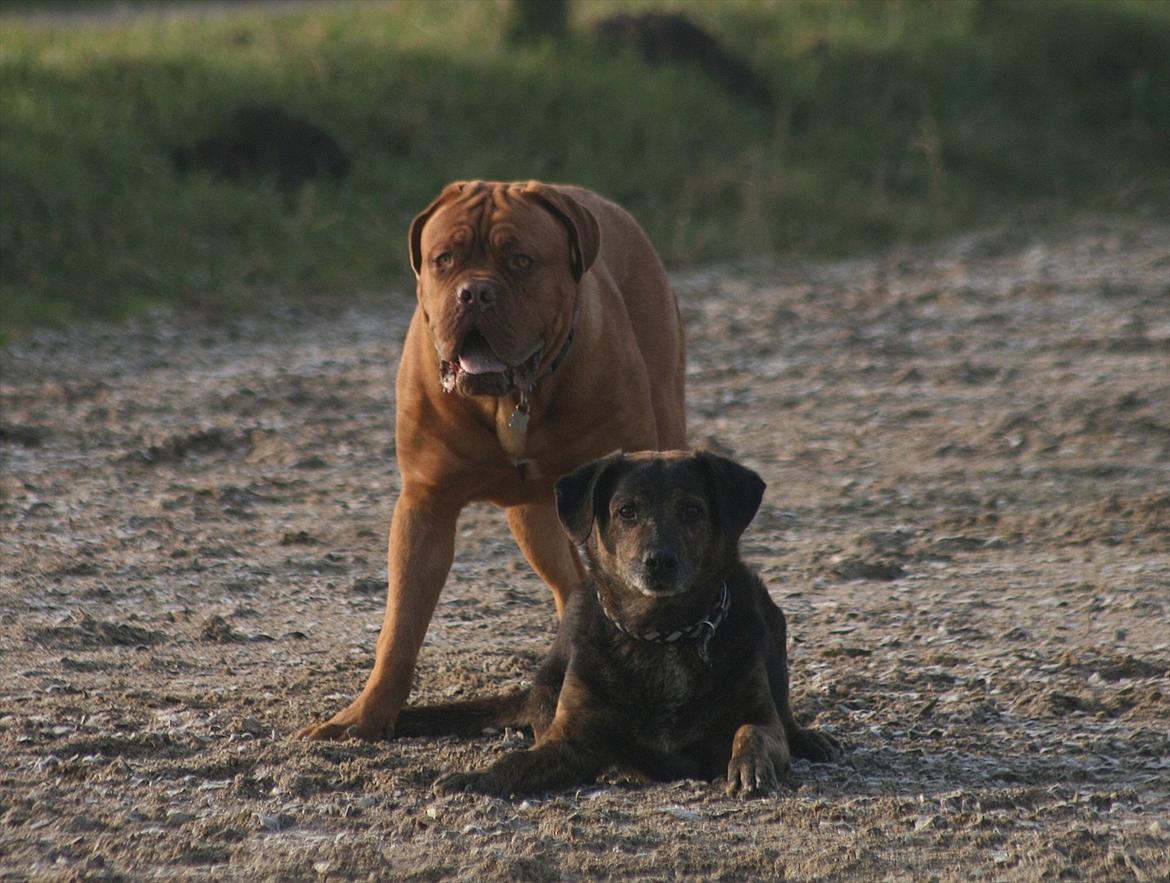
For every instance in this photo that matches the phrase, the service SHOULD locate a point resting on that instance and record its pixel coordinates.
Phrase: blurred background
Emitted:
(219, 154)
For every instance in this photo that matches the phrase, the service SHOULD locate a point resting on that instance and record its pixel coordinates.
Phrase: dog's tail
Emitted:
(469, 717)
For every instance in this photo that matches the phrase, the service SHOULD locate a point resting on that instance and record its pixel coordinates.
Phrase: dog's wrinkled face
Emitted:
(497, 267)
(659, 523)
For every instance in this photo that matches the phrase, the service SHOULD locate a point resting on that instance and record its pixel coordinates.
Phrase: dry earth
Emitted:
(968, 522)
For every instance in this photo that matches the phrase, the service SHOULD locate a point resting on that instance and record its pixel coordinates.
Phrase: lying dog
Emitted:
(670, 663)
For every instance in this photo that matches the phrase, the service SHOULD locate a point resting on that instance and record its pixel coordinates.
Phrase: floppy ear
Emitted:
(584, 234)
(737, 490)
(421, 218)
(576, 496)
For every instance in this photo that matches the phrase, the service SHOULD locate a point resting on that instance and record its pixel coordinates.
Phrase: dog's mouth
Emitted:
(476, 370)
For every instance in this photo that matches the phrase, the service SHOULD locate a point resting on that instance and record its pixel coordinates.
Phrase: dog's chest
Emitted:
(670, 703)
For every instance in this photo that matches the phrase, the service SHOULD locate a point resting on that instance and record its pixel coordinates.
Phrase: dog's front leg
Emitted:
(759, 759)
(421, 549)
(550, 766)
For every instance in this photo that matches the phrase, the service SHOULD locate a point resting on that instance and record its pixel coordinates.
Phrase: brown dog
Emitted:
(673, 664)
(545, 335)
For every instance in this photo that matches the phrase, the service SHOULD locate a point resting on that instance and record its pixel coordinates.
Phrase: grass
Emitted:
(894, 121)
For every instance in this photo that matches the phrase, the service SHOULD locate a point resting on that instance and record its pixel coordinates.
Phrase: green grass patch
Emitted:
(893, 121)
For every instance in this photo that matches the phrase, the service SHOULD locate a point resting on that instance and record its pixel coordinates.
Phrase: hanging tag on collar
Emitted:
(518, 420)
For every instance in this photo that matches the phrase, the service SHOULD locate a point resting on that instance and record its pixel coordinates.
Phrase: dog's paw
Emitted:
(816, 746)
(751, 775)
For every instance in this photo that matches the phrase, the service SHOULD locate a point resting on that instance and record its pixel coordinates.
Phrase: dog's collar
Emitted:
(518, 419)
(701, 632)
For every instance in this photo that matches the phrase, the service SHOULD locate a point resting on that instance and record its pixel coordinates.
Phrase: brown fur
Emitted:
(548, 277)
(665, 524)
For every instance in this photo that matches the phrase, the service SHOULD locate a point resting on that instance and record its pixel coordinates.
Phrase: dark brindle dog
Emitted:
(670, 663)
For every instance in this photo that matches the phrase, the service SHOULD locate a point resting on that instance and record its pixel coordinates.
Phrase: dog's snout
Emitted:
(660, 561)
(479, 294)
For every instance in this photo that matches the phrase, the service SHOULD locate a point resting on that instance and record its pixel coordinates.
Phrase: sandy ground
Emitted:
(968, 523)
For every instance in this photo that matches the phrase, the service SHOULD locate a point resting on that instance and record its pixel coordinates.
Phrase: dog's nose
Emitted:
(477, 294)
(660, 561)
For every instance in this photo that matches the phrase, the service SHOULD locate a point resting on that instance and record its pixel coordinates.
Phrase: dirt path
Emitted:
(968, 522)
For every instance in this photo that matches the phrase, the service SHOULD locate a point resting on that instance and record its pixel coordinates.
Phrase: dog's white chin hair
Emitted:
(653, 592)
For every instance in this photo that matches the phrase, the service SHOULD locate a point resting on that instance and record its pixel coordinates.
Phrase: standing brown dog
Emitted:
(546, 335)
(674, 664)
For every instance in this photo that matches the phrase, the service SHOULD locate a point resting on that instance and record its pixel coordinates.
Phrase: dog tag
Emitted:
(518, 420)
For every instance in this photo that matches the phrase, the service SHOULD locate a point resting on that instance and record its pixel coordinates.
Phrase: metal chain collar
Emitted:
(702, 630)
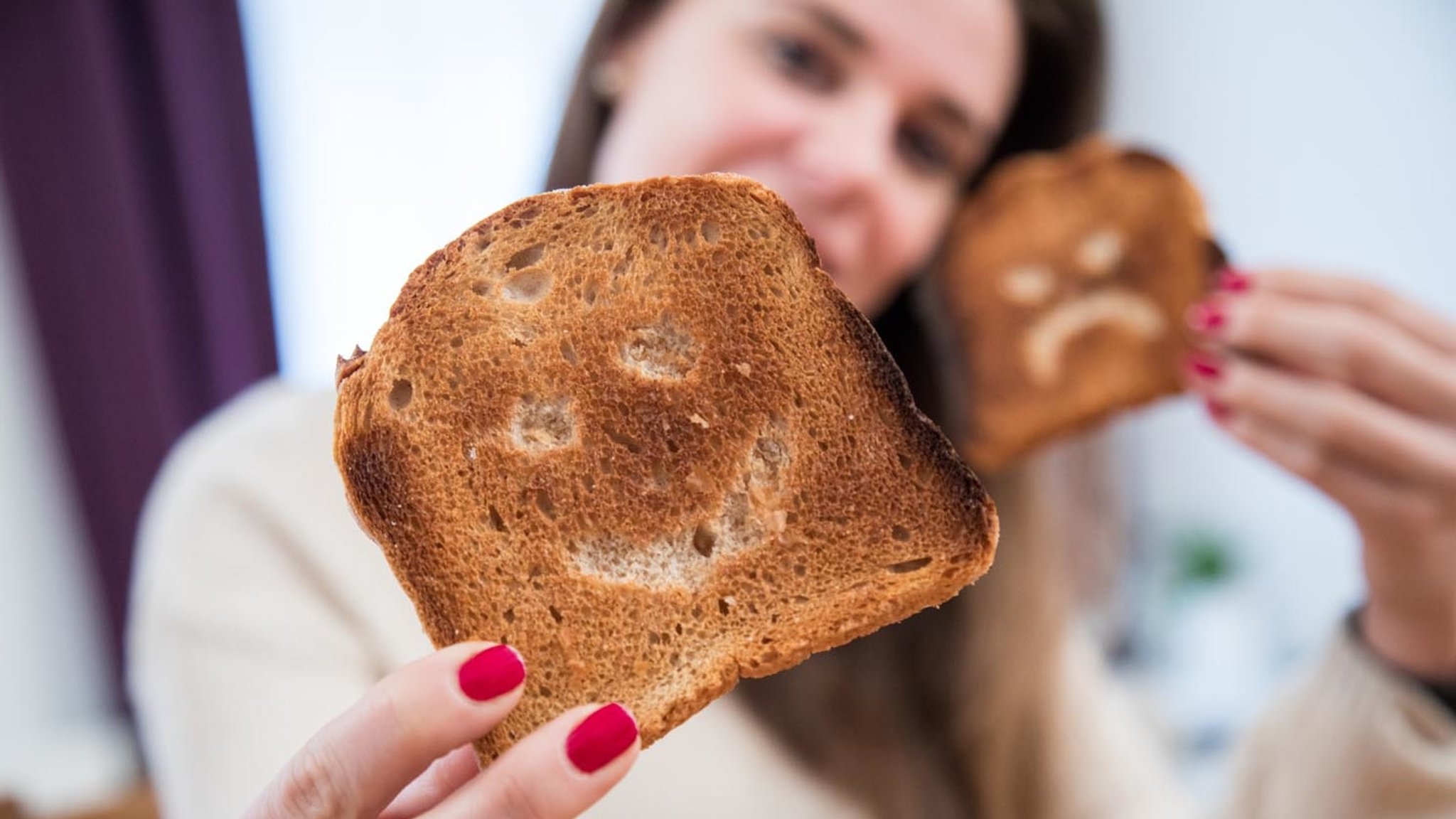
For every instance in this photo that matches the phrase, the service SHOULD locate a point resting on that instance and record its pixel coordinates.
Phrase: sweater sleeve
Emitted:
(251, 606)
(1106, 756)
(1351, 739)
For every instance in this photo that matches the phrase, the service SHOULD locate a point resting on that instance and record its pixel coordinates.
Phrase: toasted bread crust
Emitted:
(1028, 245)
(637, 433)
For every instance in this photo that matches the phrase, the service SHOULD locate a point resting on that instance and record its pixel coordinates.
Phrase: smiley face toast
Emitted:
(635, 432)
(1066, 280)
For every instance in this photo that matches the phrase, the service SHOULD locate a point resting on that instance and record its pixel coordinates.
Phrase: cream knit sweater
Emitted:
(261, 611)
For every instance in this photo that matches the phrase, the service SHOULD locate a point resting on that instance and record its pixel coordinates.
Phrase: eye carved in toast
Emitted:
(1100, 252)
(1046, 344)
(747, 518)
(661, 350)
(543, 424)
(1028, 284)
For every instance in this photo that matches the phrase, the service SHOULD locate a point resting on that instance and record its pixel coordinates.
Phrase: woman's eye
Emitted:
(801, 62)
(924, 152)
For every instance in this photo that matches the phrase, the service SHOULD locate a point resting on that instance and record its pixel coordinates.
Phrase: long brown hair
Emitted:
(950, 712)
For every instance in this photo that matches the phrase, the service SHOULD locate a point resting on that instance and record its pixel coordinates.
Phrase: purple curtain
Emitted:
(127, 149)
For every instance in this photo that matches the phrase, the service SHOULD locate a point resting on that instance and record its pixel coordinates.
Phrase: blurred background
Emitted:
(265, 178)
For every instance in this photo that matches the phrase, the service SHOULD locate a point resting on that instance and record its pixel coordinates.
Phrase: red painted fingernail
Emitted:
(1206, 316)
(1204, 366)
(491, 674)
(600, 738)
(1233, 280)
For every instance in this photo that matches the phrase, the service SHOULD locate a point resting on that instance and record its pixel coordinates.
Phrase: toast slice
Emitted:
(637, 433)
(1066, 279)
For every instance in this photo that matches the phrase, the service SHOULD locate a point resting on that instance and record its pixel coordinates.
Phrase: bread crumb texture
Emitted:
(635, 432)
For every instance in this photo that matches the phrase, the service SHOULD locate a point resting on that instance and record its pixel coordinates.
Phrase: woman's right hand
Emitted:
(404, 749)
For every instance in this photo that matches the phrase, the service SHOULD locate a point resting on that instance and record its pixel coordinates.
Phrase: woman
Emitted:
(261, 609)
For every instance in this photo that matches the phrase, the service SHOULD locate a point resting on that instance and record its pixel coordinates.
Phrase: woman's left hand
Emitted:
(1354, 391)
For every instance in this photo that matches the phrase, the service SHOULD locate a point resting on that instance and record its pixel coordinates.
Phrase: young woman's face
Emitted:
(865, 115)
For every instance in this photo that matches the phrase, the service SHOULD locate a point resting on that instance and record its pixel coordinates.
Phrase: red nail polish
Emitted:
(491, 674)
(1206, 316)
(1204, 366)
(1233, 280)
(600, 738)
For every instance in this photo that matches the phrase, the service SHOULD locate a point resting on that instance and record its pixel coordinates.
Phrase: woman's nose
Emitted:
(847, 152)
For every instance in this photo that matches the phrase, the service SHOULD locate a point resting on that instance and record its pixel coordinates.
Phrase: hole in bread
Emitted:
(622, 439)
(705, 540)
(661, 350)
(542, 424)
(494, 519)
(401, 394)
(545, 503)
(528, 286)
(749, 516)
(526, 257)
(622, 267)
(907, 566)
● ● ● ●
» Exercise:
Exactly as written, repeat the lines of the material above from the first through the line holding "Phrase: lying dog", with both ends in the copy and no pictures.

» Solution for this exercise:
For every instance in this photo that matches the phrase, the service SHOULD locate a point resting on that instance and record its pixel coordinates.
Phrase: blurred background
Emitted:
(219, 154)
For every instance in this photo that matches the phrase, the service SHOULD locate a point resting on that instance and record its pixel coordinates.
Phrase: dog's tail
Emitted:
(469, 717)
For every instance in this photo that matches the phrase, the service SHOULD locate a point resting on that instance and record its pixel coordinates.
Phrase: dog's wrinkled face
Emitted:
(497, 267)
(659, 523)
For every instance in this photo that matches the phrase, the service SHOULD locate a point resting on that instance and record its pixel coordinates.
Phrase: dry earth
Emitted:
(968, 522)
For every instance in this photo that matches the phrase, the service SHOULD locate a point resting on that instance and record its pixel coordinates.
Phrase: lying dog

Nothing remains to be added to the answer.